▶ **Dataset content**
....................

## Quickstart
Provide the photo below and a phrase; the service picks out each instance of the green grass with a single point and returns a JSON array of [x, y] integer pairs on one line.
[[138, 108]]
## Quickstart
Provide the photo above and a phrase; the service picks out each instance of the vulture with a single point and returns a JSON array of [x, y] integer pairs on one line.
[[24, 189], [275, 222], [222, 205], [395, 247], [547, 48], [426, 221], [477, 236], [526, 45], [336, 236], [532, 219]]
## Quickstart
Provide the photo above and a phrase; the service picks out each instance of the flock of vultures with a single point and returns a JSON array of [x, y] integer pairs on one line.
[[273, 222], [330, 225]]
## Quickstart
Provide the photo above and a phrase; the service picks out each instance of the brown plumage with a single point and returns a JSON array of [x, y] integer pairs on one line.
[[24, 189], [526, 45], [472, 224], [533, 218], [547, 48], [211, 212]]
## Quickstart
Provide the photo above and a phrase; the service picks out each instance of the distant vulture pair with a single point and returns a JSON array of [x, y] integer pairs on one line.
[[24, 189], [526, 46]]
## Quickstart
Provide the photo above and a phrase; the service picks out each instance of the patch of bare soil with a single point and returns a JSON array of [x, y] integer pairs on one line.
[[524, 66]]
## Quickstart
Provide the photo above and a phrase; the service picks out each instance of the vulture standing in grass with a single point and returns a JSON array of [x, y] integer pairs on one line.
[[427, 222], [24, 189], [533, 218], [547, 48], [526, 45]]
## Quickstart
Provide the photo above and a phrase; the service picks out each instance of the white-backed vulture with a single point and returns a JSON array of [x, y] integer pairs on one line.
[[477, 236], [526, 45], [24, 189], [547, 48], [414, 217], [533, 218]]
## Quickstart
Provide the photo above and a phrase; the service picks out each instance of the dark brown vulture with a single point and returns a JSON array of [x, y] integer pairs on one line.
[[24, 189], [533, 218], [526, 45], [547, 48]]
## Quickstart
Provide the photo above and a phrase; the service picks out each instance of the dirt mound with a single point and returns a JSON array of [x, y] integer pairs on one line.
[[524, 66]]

....................

▶ **Directions**
Return, without any change, only the lines from the one containing "of the white-backed" through the last line of the entries above.

▶ **Answer section**
Provide the photo above and a phrase; the service picks out each instance of the white-backed vulture with a single point and returns a JSON array of [x, y] integer pairs on one line.
[[477, 236], [526, 45], [24, 189], [547, 48], [414, 217], [533, 218]]
## Quickstart
Provide the photo above and a phrase; the service picks out each instance of the dark brown vulture with a single point and returns a JSON array of [x, y] integer pairs on one line.
[[24, 189], [533, 218], [526, 45], [547, 48]]
## Quickstart
Provide the photo above and a phrase; the service picks out each instance of the dirt mound with a single point and returns a JSON array of [x, y] integer pairs on one line.
[[524, 66]]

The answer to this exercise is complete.